From the entries below, return exactly the lines beginning at the one that contains "Target: bird's black beak" and ending at the one that contains "Tag every instance of the bird's grey", both of them included, and only those lines.

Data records
━━━━━━
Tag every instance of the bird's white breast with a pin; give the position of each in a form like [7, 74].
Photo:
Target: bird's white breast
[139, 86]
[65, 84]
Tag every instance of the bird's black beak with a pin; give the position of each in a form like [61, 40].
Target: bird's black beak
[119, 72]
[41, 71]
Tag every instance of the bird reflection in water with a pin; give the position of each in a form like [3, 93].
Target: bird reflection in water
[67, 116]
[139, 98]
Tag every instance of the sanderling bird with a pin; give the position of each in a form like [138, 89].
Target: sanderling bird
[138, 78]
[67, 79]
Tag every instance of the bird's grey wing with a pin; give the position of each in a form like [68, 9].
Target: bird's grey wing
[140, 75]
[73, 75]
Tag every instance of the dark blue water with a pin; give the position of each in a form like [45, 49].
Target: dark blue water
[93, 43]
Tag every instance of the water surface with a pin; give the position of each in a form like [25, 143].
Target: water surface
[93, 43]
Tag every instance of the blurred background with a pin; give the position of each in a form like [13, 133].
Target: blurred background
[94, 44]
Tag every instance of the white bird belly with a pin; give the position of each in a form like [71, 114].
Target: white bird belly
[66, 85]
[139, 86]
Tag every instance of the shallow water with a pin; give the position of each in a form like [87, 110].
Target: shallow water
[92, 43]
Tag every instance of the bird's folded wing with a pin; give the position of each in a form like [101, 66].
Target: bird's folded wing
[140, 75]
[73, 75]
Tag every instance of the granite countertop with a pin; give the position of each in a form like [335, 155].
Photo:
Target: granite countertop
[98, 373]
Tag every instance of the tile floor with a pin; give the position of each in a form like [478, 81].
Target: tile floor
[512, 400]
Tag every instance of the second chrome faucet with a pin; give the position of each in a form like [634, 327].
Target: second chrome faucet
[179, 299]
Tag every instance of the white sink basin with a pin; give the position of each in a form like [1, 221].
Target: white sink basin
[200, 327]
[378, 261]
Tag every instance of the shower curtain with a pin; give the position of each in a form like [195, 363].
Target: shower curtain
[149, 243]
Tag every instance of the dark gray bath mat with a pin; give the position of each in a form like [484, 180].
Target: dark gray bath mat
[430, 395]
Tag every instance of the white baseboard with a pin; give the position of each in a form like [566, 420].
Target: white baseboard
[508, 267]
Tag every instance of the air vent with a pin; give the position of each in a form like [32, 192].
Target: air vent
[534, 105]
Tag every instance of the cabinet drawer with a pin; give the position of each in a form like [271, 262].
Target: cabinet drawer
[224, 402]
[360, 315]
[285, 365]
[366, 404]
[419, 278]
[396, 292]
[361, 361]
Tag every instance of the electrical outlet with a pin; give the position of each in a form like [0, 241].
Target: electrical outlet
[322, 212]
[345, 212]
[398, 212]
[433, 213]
━━━━━━
Completed exercise:
Target: bird's black beak
[119, 72]
[41, 71]
Tag every instance of the bird reflection in water with a pin; give the position of each in a form like [3, 93].
Target: bird reflection in water
[67, 116]
[139, 98]
Tag every instance of the sanderling bird with a pin; give the position of each in a form like [138, 89].
Target: sanderling bird
[138, 78]
[67, 79]
Tag every instance of the bird's grey wing with a pin; give the position of each in a form like [68, 9].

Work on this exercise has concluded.